Location identification data:
== == ==

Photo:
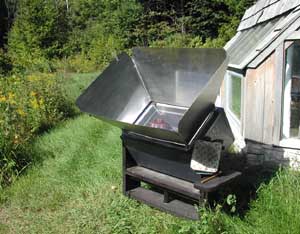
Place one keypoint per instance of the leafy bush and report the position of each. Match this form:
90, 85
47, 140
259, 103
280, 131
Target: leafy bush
38, 34
28, 105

== == ==

Copy out the data above word for word, leaving out the pictures.

Photo:
Place one keypoint per instance of the leafy bush and report the position of each. Match this form:
90, 85
47, 140
259, 103
280, 131
Target: leafy bush
38, 34
28, 105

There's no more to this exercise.